### [GIVEN RECORDS]
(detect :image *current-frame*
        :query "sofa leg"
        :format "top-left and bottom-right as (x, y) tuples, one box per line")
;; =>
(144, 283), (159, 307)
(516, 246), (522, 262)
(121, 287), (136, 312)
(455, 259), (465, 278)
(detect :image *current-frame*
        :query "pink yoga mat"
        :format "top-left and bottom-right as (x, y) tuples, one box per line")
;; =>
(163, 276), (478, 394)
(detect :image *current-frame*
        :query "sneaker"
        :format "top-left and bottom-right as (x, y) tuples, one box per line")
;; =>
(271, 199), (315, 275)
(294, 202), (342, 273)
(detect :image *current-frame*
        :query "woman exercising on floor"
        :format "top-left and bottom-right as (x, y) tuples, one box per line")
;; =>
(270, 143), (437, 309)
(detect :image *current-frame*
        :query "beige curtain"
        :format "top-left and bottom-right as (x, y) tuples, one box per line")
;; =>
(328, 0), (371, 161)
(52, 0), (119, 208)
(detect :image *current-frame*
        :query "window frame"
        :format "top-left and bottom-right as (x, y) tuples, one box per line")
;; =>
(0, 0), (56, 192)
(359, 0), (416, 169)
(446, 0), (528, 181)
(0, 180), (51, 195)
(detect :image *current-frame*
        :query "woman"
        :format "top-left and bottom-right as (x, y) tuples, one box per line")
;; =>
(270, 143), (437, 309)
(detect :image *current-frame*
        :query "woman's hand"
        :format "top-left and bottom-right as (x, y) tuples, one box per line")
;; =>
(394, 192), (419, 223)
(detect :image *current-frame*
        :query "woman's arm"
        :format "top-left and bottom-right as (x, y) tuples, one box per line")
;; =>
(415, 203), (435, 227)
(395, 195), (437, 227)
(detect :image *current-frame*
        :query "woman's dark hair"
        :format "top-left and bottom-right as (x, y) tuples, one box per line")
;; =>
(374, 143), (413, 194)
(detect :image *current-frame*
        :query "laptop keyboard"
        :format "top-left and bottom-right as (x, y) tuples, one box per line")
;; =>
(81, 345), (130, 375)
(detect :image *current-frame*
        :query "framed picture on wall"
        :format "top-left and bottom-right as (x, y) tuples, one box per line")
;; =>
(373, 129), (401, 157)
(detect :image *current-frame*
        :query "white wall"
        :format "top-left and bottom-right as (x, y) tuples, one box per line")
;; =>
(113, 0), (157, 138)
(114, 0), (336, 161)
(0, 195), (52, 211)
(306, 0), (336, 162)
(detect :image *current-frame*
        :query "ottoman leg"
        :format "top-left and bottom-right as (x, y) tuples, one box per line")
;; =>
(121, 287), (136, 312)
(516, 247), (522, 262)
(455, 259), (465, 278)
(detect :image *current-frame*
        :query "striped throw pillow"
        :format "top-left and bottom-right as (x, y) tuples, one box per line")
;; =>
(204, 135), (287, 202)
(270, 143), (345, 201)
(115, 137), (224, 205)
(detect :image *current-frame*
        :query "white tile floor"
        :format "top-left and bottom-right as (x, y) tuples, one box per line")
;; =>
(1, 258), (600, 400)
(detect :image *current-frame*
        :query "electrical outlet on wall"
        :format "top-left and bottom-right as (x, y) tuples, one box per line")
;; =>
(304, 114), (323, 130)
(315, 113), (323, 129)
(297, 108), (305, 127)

### [ABOUT THIS TASK]
The full listing should be reproduced exactly.

### [EXERCISE RESULT]
(detect :image *current-frame*
        :query "sofa leg"
        :format "top-left and bottom-right as (x, y) tuples, one box per line")
;; =>
(144, 283), (159, 307)
(516, 246), (522, 262)
(121, 287), (136, 312)
(455, 259), (465, 278)
(detect :image *current-frame*
        :query "pink yoga mat"
        :format "top-left and bottom-right as (x, y) tuples, one box per line")
;; =>
(163, 276), (478, 394)
(detect :image *current-frame*
        :query "sneaker"
        :format "top-left and bottom-right as (x, y) tuples, one box per line")
;; =>
(271, 199), (315, 275)
(294, 202), (342, 273)
(detect :image *current-frame*
        :query "woman exercising on floor"
        :format "top-left and bottom-right as (x, y) tuples, one box per line")
;; =>
(270, 143), (437, 309)
(detect :image *current-frame*
        :query "beige curtain"
        :format "top-left and bottom-right as (x, y) tuples, one box per line")
;; =>
(328, 0), (371, 161)
(52, 0), (119, 208)
(detect :image *current-frame*
        :query "window frame"
        :format "top-left and bottom-right as (x, y) tuples, one box per line")
;; =>
(0, 0), (56, 192)
(359, 0), (416, 169)
(446, 0), (528, 181)
(0, 180), (51, 195)
(detect :image *current-frame*
        :query "woman"
        :format "top-left and bottom-right as (x, y) tuples, one box per line")
;; =>
(270, 143), (437, 309)
(detect :image *current-frame*
        :query "woman's hand"
        :format "top-left and bottom-right as (x, y) tuples, one box per line")
;; =>
(394, 192), (419, 223)
(detect :image *current-frame*
        :query "woman's arm"
        :format "top-left and bottom-right as (x, y) tuples, one box per line")
;; =>
(415, 203), (435, 227)
(395, 195), (437, 227)
(detect :image *current-frame*
        :query "woman's dark hair"
        :format "top-left and bottom-right as (x, y) tuples, one box per line")
;; =>
(374, 143), (413, 194)
(detect :image *current-frame*
        :query "laptop keyboard"
        :format "top-left and bottom-right as (x, y) tuples, one box per line")
;; =>
(81, 345), (130, 375)
(detect :image *current-frame*
        :query "framed picture on wall"
        :format "top-left and bottom-right as (x, y) tuples, one box per line")
;; =>
(373, 129), (401, 157)
(detect :image *current-frame*
        :query "white wall"
        :format "top-left and bottom-right as (x, y) tuples, one box per line")
;; =>
(113, 0), (157, 138)
(114, 0), (336, 161)
(0, 195), (52, 211)
(306, 0), (336, 162)
(detect :image *current-frame*
        :query "ottoman leg"
        :format "top-left and bottom-right as (x, y) tuples, one box per line")
;; =>
(121, 287), (136, 312)
(516, 247), (522, 262)
(455, 259), (465, 278)
(detect :image *current-frame*
        :query "striped throw pillow"
        :format "top-left and bottom-right as (x, y) tuples, one box per line")
;; =>
(204, 135), (287, 202)
(270, 143), (345, 201)
(115, 137), (224, 205)
(detect :image *current-frame*
        :query "white tile floor"
        :format "top-left and bottom-right as (x, y) tuples, one box per line")
;; =>
(1, 258), (600, 400)
(detect :image *current-frame*
        :query "electrical outlet on wall"
        :format "top-left and bottom-right as (x, y) tuples, one box per line")
;; =>
(304, 114), (323, 130)
(315, 113), (323, 129)
(297, 108), (305, 127)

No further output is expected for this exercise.